• [Passage provided]
== Segment start ==

31. The method according to any of claims 26-30, which includes at least one administration a year, such as at least 2, 3, 4, 5, 6, and 12 administrations a year.

32. The method according to any one of claims 1-25, comprising administering a non-pathogenic microorganism or virus which is carrying a nucleic acid fragment encoding and expressing the at least one modified HMGBl polypeptide, such as a nucleic acid fragment comprising any one SEQ ID NOs: 28, 30, 32, 34, 36, 38, 40, 42, 44, 46, 48, 50, 52, 54, 56, 58, 60, 62, 64, 66, 68, 70, 72, 74, and 76.

33. The method according to claim 32, wherein the non-pathogenic microorganism or virus is administered once to the animal.

== Segment end ==

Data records
== Segment start ==

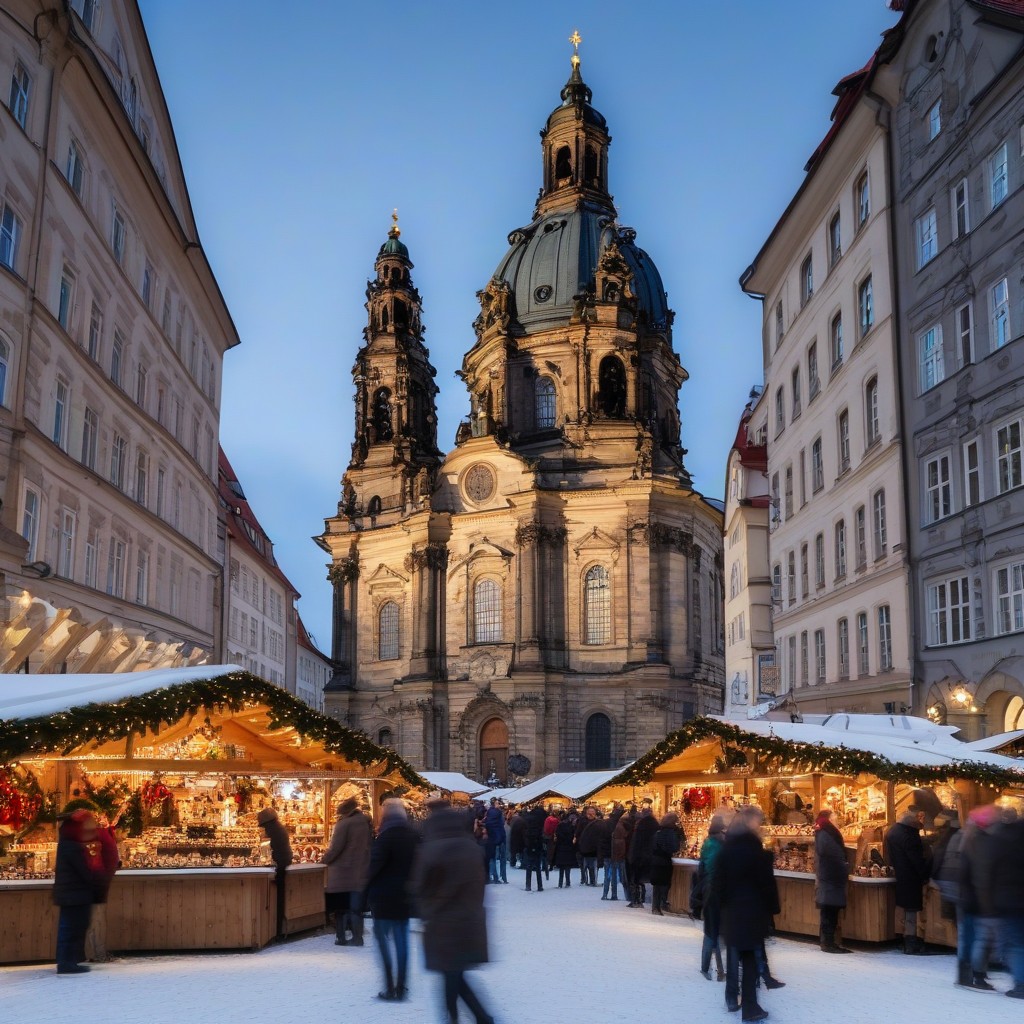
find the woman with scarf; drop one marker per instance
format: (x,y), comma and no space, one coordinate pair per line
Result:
(830,871)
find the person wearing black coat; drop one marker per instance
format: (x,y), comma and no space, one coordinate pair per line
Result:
(743,881)
(668,839)
(641,847)
(391,860)
(905,852)
(78,881)
(534,839)
(830,872)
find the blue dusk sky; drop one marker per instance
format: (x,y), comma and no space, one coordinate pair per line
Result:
(301,126)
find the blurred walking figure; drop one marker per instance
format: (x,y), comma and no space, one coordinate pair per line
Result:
(348,858)
(449,881)
(830,872)
(387,893)
(78,880)
(744,883)
(710,904)
(666,845)
(281,853)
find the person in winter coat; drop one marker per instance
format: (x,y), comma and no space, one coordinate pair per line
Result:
(79,879)
(905,852)
(743,880)
(449,883)
(387,894)
(281,852)
(494,822)
(639,856)
(587,842)
(830,872)
(517,839)
(711,907)
(1008,894)
(667,842)
(565,853)
(348,858)
(536,823)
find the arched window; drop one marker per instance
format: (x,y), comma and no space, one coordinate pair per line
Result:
(563,163)
(382,415)
(597,605)
(4,363)
(611,385)
(598,745)
(387,632)
(544,397)
(486,611)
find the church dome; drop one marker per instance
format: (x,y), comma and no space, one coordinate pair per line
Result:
(553,260)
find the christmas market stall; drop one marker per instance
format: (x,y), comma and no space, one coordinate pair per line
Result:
(181,762)
(865,767)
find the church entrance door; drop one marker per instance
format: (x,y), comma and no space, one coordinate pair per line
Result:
(494,750)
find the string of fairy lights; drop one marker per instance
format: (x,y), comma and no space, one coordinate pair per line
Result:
(783,757)
(99,723)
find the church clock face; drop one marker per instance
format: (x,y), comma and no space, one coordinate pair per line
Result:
(479,483)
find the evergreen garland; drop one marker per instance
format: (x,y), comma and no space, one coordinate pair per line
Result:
(235,690)
(783,757)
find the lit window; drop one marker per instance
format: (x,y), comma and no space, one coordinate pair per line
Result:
(597,606)
(486,612)
(949,612)
(932,368)
(938,489)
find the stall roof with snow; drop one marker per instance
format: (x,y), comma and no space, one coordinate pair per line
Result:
(892,748)
(109,719)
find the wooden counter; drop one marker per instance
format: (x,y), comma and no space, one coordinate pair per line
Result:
(869,914)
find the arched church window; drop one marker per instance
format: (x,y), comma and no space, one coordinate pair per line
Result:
(486,612)
(387,632)
(382,415)
(544,393)
(598,743)
(611,385)
(597,605)
(563,163)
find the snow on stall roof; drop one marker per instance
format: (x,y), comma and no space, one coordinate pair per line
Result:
(454,781)
(571,785)
(27,695)
(921,742)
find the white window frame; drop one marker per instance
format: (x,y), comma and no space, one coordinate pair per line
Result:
(948,604)
(931,358)
(928,238)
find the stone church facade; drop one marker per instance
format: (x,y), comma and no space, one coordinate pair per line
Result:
(553,586)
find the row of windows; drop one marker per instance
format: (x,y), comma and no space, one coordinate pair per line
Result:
(846,542)
(810,666)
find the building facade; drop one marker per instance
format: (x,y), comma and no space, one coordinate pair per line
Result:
(261,630)
(553,586)
(113,333)
(953,80)
(751,670)
(839,563)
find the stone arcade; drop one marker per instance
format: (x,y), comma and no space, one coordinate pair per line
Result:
(553,586)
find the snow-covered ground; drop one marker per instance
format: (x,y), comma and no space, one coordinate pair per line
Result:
(560,954)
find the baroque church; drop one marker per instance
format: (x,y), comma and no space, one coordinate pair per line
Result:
(552,587)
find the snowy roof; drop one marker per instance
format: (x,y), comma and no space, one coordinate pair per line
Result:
(453,781)
(25,695)
(571,785)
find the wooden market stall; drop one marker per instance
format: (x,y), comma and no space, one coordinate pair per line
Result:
(184,760)
(864,770)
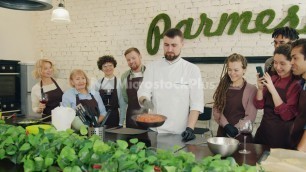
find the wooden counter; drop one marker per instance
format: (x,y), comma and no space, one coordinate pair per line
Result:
(167,141)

== Segment end ==

• [Tasks]
• a. From the patent claims, print the stretch from "31. The method" through "administrations a year.".
• b. Using the patent claims, decide whether each statement agrees with them, giving yes or no and quoting the deciding words. (i) Claim 33 states that the non-pathogenic microorganism or virus is administered once to the animal. (ii) Claim 32 refers back to claims 26-30. (iii) Claim 31 includes at least one administration a year.
• c. Pick up the patent claims after their last sentence and continue them.

• [Exercise results]
• a.
31. The method according to any of claims 26-30, which includes at least one administration a year, such as at least 2, 3, 4, 5, 6, and 12 administrations a year.

• b.
(i) Yes: "wherein the non-pathogenic microorganism or virus is administered once to the animal."
(ii) No: "The method according to any one of claims 1-25"
(iii) Yes: "which includes at least one administration a year"

• c.
34. The method according to any one of claims 1-25, comprising administering, to the animal, at least one nucleic acid fragment which encodes and can express the at least one modified HMGBl polypeptide, such as a nucleic acid fragment comprising any one SEQ ID NOs: 28, 30, 32, 34, 36, 38, 40, 42, 44, 46, 48, 50, 52, 54, 56, 58, 60, 62, 64, 66, 68, 70, 72, 74, and 76.

35. The method according to claim 34, wherein the at least one nucleic acid fragment is selected from naked DNA, DNA formulated with charged or uncharged lipids, DNA formulated in liposomes, emulsified DNA, DNA included in a viral vector, DNA formulated with a transfec- tion-facilitating protein or polypeptide, DNA formulated with a targeting protein or polypeptide, DNA formulated with a targeting carbohydrate, DNA formulated with Calcium precipitating agents, DNA coupled to an inert carrier molecule, and DNA formulated with an adjuvant.

36. The method according to claim 35, wherein the adjuvant is selected from the group con- sisting of the adjuvants defined in claim 28 or 29.

37. The method according to any one of claims 34-36, wherein the mode of administration is as defined in claim 30 or 31.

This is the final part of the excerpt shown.